Exercise goal: Find every line in the records below that contains the string "fingers" and copy each of those lines in full.

Records for this exercise:
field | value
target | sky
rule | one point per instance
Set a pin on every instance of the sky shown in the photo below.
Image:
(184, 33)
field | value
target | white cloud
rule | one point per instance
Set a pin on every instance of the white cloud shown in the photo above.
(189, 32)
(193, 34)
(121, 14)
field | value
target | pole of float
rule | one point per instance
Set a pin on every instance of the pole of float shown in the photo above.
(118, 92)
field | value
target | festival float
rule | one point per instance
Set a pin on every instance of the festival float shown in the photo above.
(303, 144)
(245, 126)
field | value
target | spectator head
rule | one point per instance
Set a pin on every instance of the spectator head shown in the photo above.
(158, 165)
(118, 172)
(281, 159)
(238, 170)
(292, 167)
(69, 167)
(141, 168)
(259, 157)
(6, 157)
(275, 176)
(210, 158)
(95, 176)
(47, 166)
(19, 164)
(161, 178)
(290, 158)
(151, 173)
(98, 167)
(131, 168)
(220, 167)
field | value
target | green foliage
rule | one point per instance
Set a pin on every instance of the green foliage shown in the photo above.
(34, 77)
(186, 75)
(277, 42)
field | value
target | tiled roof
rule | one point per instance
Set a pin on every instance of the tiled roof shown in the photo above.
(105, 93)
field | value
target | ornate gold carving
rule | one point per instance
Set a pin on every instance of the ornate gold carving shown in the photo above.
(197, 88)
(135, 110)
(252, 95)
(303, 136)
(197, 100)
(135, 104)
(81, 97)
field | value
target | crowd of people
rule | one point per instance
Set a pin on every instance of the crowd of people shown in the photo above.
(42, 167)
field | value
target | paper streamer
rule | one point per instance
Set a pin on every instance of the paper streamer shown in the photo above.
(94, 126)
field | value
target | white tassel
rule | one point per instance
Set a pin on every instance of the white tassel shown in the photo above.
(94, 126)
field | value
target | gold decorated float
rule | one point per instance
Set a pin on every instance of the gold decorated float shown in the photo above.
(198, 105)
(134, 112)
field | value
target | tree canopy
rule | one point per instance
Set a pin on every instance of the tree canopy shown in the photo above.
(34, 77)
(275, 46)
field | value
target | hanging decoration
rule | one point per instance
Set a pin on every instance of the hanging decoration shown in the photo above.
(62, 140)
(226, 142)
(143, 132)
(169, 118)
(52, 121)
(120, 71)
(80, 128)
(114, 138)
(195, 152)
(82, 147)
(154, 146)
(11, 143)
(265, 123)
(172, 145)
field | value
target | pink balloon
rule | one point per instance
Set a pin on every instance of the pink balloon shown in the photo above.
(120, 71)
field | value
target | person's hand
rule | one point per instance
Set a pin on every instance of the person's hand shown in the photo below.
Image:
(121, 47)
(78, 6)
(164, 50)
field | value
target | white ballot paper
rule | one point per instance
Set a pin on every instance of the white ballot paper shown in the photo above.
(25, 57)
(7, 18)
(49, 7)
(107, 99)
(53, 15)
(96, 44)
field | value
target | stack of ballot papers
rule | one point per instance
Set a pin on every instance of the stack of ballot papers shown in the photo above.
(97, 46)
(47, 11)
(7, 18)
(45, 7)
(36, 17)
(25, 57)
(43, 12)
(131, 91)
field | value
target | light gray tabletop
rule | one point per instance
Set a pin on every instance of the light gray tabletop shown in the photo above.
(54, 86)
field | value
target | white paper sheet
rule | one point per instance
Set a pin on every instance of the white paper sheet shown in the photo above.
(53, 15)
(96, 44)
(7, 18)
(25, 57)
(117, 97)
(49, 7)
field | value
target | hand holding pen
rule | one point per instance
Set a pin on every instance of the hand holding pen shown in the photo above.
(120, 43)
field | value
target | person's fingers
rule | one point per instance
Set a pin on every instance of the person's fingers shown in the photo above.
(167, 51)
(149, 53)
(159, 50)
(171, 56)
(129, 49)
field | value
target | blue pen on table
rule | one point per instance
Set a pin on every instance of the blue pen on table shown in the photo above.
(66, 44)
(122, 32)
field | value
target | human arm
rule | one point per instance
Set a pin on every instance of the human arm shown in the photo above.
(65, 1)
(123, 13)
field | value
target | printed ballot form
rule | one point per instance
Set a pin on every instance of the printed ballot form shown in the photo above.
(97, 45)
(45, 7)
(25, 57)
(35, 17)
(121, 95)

* * *

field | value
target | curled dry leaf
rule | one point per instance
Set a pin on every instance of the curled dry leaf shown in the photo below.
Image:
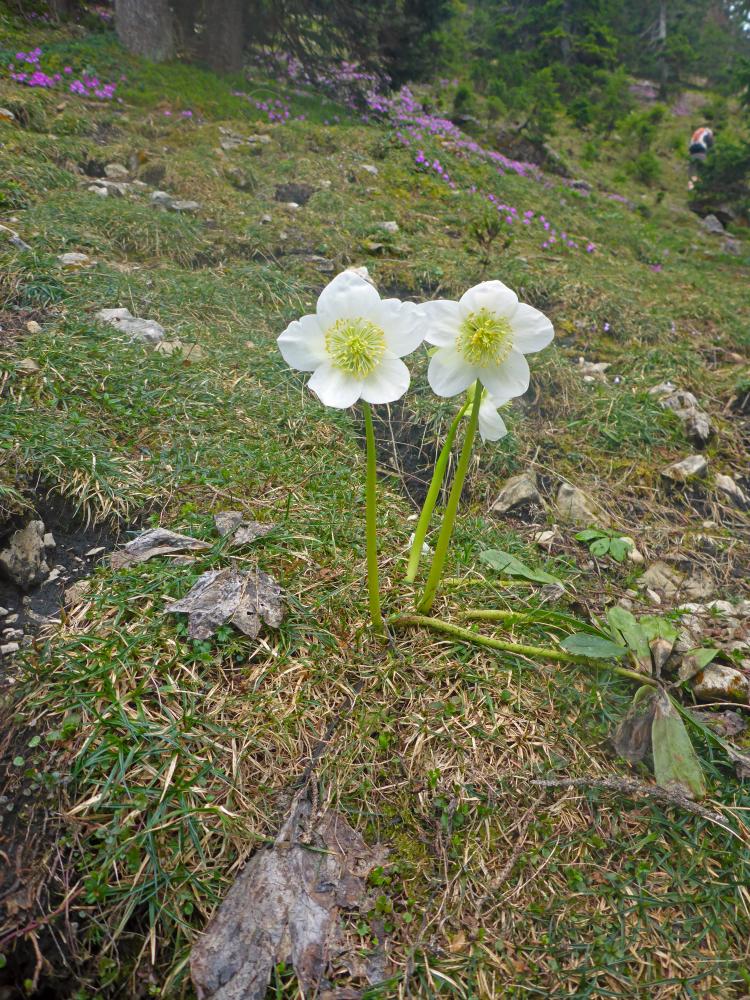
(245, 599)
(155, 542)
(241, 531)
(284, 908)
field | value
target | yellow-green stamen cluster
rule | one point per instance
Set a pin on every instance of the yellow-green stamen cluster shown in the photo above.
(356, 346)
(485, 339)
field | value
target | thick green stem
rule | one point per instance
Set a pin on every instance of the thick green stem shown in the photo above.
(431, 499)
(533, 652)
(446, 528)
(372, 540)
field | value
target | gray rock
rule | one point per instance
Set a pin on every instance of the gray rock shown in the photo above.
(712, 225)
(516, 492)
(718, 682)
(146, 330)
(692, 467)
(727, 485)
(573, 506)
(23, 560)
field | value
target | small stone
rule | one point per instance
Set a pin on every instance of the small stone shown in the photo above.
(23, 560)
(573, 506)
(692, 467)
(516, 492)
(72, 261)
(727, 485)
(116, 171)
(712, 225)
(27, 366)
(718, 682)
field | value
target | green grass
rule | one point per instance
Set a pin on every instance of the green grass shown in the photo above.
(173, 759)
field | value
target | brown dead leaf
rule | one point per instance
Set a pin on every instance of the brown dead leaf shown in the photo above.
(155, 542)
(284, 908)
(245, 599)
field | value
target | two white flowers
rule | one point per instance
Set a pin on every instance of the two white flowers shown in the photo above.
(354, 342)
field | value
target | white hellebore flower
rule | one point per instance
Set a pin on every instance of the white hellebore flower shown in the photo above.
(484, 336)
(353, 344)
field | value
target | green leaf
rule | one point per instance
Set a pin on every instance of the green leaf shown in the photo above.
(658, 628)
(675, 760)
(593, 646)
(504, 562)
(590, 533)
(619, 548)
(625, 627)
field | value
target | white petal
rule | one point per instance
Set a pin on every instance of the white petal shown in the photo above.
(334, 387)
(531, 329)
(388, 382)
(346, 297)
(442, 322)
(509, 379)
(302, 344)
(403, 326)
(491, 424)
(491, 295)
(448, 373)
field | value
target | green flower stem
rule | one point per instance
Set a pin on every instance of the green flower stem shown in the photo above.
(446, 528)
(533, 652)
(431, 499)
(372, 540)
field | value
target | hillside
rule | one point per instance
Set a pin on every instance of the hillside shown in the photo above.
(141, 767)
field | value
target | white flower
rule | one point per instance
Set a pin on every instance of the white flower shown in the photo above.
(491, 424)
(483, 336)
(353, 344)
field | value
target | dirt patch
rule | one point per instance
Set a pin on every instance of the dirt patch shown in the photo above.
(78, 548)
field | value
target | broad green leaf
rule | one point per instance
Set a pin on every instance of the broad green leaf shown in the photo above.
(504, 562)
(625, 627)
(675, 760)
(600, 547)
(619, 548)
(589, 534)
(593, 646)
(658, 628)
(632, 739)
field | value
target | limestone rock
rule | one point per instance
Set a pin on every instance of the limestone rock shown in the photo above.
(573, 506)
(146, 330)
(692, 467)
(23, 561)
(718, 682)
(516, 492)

The reply:
target | person's fingers
Set a pin on every instance of the person's fingers shown in the photo above.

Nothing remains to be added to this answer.